* **THE EXERCISE**
Render the material from the line with "Category to detect: wristband" to the line with "[195,164,265,199]", both included, as a Markdown table with the columns Row and Content, giving each line a row number and leaving out blank lines.

☆ ☆ ☆ ☆ ☆

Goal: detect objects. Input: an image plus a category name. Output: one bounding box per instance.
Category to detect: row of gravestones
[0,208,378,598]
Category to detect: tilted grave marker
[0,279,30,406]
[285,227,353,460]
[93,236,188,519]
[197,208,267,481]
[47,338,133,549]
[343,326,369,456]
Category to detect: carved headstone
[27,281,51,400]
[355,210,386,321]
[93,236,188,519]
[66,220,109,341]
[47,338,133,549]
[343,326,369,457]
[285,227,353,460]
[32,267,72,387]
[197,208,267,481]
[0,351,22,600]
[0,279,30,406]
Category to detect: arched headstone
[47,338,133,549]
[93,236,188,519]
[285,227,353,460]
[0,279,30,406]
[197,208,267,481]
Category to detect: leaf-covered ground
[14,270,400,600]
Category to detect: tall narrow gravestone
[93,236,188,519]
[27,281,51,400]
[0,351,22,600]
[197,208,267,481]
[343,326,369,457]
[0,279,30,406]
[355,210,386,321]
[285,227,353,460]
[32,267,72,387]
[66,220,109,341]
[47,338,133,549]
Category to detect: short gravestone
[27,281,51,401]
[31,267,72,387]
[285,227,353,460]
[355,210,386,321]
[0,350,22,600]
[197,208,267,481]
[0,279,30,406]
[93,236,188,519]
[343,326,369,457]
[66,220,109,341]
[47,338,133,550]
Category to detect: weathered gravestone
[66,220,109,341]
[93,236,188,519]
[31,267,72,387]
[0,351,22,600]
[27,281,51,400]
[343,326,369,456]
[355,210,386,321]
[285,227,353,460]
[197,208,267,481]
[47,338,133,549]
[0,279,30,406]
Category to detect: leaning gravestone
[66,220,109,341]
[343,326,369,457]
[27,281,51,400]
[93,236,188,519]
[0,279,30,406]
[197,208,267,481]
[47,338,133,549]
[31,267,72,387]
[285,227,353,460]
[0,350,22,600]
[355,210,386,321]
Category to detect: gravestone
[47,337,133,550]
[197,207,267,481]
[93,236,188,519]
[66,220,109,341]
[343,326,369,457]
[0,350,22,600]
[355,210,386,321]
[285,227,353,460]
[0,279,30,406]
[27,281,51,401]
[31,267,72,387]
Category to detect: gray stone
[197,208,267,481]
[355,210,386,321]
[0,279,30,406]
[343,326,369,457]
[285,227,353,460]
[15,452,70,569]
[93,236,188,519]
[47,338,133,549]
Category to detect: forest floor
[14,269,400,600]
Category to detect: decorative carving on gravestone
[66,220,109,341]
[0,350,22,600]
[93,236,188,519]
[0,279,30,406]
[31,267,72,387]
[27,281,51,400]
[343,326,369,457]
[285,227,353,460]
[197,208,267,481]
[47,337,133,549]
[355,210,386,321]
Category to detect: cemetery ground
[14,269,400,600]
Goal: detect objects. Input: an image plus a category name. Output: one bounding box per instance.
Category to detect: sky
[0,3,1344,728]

☆ ☆ ☆ ☆ ☆

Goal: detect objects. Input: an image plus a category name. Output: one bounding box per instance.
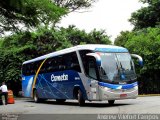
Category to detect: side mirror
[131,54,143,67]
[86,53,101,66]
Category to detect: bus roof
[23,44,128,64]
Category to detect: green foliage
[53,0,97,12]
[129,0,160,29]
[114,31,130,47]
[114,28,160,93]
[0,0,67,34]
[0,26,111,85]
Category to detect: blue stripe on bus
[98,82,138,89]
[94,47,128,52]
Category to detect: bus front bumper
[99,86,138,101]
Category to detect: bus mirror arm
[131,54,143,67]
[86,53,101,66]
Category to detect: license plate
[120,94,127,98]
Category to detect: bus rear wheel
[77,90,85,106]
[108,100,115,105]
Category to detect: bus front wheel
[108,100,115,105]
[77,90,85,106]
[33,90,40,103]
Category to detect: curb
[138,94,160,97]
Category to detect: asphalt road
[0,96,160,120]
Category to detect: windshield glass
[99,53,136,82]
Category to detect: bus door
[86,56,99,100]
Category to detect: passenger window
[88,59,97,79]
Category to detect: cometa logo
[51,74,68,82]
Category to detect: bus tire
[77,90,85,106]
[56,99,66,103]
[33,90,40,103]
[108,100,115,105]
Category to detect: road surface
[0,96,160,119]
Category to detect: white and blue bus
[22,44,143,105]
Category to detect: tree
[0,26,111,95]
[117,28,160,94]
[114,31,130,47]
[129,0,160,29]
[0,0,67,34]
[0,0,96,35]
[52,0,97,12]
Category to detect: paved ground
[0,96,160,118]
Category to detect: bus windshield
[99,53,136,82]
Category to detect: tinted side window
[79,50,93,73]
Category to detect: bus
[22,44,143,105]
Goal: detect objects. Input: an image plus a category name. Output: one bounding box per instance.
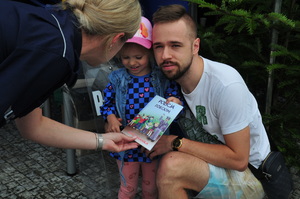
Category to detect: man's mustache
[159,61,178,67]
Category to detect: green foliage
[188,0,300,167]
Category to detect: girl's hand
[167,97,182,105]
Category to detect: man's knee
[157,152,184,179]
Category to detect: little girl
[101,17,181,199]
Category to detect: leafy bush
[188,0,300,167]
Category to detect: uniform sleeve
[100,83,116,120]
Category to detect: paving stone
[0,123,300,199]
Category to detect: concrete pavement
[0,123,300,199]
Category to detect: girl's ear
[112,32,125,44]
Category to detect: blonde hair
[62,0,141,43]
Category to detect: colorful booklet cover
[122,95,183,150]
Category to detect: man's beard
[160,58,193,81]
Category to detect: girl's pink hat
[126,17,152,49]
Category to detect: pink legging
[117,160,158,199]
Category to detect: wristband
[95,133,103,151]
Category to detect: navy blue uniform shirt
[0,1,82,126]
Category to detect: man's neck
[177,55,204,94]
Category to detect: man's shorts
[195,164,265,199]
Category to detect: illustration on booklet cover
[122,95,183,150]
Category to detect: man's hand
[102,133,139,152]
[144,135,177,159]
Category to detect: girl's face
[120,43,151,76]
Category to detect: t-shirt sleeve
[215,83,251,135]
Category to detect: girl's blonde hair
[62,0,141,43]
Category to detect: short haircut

☆ ☆ ☆ ☆ ☆

* **WRITTEN REPLY**
| Row | Content |
|---|---|
| 1 | Category to detect: wristband |
| 2 | [95,133,103,151] |
| 3 | Category to detect: navy blue uniform shirt |
| 4 | [0,1,82,126] |
| 5 | Category to detect: man's neck |
| 6 | [177,55,204,94] |
| 7 | Category to detect: man's shorts |
| 8 | [195,164,265,199] |